PROBLEM DESCRIPTION: Report all lines from the entries below in which "roof" appears.

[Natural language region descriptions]
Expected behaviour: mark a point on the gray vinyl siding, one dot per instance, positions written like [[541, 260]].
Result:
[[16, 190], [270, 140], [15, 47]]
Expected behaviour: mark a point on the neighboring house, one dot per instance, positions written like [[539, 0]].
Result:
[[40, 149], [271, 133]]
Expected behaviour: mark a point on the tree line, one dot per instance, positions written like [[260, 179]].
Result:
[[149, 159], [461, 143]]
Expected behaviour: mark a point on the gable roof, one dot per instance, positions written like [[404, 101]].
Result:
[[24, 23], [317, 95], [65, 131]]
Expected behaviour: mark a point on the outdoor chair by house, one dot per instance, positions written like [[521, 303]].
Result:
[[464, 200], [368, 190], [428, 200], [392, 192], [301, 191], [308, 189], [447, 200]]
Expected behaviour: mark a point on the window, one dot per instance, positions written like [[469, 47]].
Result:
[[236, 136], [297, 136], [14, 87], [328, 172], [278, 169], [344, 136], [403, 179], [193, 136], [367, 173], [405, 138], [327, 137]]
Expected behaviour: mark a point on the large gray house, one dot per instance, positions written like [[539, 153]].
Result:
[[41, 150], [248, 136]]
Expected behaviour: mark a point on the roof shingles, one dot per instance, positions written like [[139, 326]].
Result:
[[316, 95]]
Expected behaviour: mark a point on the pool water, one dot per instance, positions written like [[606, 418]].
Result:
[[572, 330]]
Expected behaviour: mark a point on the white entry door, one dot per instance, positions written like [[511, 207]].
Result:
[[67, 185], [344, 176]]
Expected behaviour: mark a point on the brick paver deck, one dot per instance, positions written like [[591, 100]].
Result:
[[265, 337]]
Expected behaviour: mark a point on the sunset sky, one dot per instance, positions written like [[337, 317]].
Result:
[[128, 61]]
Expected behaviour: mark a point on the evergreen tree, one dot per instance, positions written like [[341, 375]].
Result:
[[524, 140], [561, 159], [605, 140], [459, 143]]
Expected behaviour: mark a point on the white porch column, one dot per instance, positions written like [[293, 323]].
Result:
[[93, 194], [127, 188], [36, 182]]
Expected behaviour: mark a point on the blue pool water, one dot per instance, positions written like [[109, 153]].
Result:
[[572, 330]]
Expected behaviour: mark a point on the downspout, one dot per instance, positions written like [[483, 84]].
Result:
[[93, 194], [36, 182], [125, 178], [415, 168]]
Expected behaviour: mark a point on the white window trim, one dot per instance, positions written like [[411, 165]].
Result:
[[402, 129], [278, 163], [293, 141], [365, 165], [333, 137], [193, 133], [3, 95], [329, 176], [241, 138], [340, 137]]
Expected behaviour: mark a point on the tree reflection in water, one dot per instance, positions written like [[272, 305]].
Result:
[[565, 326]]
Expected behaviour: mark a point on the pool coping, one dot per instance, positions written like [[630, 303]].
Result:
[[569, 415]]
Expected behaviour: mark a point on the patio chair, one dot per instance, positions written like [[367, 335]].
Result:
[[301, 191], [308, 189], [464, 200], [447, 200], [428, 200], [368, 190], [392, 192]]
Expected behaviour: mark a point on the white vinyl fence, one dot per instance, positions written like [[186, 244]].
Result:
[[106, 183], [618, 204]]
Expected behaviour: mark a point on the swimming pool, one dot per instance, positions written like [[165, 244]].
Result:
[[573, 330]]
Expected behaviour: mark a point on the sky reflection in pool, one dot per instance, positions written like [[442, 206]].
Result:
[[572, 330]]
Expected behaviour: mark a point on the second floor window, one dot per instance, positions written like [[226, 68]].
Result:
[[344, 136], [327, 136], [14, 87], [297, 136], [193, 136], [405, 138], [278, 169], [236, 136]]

RESULT FOR THIS TASK:
Expected behaviour: mark a point on the gable roof, one dot per instance, positions written like [[404, 101]].
Expected behaviour: mark a point on the roof shingles, one dot per instance, positions written like [[139, 326]].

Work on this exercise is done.